**RECORD LIST:**
□ □ □ □

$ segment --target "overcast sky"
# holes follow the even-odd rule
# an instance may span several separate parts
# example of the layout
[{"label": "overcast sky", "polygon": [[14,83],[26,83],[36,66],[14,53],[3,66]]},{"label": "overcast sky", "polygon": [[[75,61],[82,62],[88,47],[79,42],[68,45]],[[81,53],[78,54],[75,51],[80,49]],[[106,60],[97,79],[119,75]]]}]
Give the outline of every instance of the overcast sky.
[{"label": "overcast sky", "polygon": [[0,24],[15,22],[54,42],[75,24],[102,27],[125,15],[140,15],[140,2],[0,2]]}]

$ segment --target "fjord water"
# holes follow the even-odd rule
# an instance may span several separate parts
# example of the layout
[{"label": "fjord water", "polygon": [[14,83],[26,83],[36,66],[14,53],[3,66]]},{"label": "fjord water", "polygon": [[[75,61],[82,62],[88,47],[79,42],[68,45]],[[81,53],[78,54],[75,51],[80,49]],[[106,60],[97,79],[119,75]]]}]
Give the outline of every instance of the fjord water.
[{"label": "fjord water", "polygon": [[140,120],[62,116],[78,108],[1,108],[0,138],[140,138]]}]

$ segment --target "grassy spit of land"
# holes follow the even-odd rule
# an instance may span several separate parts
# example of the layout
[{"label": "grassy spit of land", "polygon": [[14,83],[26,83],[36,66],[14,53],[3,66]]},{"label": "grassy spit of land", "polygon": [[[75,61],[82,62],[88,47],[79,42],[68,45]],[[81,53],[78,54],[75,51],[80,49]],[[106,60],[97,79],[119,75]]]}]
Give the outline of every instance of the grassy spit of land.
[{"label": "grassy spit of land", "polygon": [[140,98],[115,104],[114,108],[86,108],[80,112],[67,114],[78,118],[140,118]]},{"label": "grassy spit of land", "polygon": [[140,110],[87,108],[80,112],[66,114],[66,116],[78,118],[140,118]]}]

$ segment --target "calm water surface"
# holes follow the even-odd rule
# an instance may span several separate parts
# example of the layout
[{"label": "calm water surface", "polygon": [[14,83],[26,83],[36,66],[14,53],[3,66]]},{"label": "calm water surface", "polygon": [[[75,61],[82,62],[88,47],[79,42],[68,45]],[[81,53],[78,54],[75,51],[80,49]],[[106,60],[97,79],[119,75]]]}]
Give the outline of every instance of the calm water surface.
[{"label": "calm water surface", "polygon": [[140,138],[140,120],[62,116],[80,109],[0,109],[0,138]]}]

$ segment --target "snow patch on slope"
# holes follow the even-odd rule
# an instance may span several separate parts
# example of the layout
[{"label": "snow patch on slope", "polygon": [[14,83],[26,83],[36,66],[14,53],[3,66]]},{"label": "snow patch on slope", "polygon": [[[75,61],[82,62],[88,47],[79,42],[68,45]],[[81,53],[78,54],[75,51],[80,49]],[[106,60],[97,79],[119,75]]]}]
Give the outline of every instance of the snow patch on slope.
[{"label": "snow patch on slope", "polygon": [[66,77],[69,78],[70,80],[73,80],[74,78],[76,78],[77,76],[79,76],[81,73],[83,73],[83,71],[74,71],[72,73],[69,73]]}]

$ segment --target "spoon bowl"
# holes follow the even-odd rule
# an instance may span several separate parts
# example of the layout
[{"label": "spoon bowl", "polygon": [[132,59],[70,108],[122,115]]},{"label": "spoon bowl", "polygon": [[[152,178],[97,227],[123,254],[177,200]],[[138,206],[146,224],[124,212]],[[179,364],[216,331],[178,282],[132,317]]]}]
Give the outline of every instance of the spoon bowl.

□ □ □ □

Every entry must be retyped in full, exactly as given.

$ segment --target "overcast sky"
# holes follow the even-odd rule
# an instance may span several separate parts
# example of the layout
[{"label": "overcast sky", "polygon": [[14,83],[26,83],[36,66],[14,53],[3,66]]},{"label": "overcast sky", "polygon": [[[75,61],[82,62],[88,47],[79,42],[68,45]],[[81,53],[78,54],[75,51],[80,49]],[[106,60],[97,79],[119,75]]]}]
Give the outline of every instance of the overcast sky.
[{"label": "overcast sky", "polygon": [[0,24],[15,22],[54,42],[75,24],[102,27],[125,15],[140,15],[140,2],[0,2]]}]

$ segment --target "fjord water"
# holes follow the even-odd rule
# an instance may span several separate parts
# example of the layout
[{"label": "fjord water", "polygon": [[14,83],[26,83],[36,66],[14,53],[3,66]]},{"label": "fjord water", "polygon": [[[75,61],[82,62],[88,47],[79,42],[68,45]],[[81,53],[78,54],[75,51],[80,49]],[[106,60],[97,79],[119,75]]]}]
Give the outline of every instance of the fjord water.
[{"label": "fjord water", "polygon": [[140,120],[62,116],[78,108],[1,108],[0,138],[140,138]]}]

$ segment --target "grassy spit of land"
# holes follow the even-odd rule
# an instance may span several separate parts
# example of the layout
[{"label": "grassy spit of land", "polygon": [[14,83],[26,83],[36,66],[14,53],[3,66]]},{"label": "grassy spit of land", "polygon": [[[75,61],[82,62],[88,47],[79,42],[68,45]],[[81,53],[78,54],[75,51],[80,49]],[[106,60],[97,79],[119,75]]]}]
Give the outline of every instance of the grassy spit of land.
[{"label": "grassy spit of land", "polygon": [[140,98],[115,104],[114,108],[86,108],[80,112],[67,114],[78,118],[140,118]]},{"label": "grassy spit of land", "polygon": [[140,110],[87,108],[80,112],[66,114],[66,116],[78,118],[140,118]]}]

$ segment --target "calm water surface"
# holes follow the even-odd rule
# an instance may span several separate parts
# example of the layout
[{"label": "calm water surface", "polygon": [[14,83],[26,83],[36,66],[14,53],[3,66]]},{"label": "calm water surface", "polygon": [[[75,61],[82,62],[88,47],[79,42],[68,45]],[[81,53],[78,54],[75,51],[80,49]],[[106,60],[97,79],[119,75]]]}]
Give the outline of every instance of the calm water surface.
[{"label": "calm water surface", "polygon": [[140,138],[140,120],[62,116],[80,109],[0,109],[0,138]]}]

$ segment --target "snow patch on slope"
# holes follow the even-odd rule
# an instance may span several separate parts
# example of the layout
[{"label": "snow patch on slope", "polygon": [[14,83],[26,83],[36,66],[14,53],[3,66]]},{"label": "snow patch on slope", "polygon": [[[75,61],[82,62],[88,47],[79,42],[68,45]],[[81,53],[78,54],[75,51],[80,49]],[[106,60],[97,79],[119,75]]]}]
Give the outline of every instance of the snow patch on slope.
[{"label": "snow patch on slope", "polygon": [[66,77],[69,78],[70,80],[73,80],[74,78],[76,78],[77,76],[79,76],[81,73],[83,73],[83,71],[74,71],[72,73],[69,73]]}]

$ segment --target "spoon bowl"
# holes follow the even-odd rule
# an instance may span several separate parts
# example of the layout
[{"label": "spoon bowl", "polygon": [[132,59],[70,108],[122,115]]},{"label": "spoon bowl", "polygon": [[[152,178],[97,227],[123,254],[177,200]],[[138,206],[146,224],[124,212]],[[179,364],[216,331],[178,282],[132,317]]]}]
Give the outline of every instance of the spoon bowl.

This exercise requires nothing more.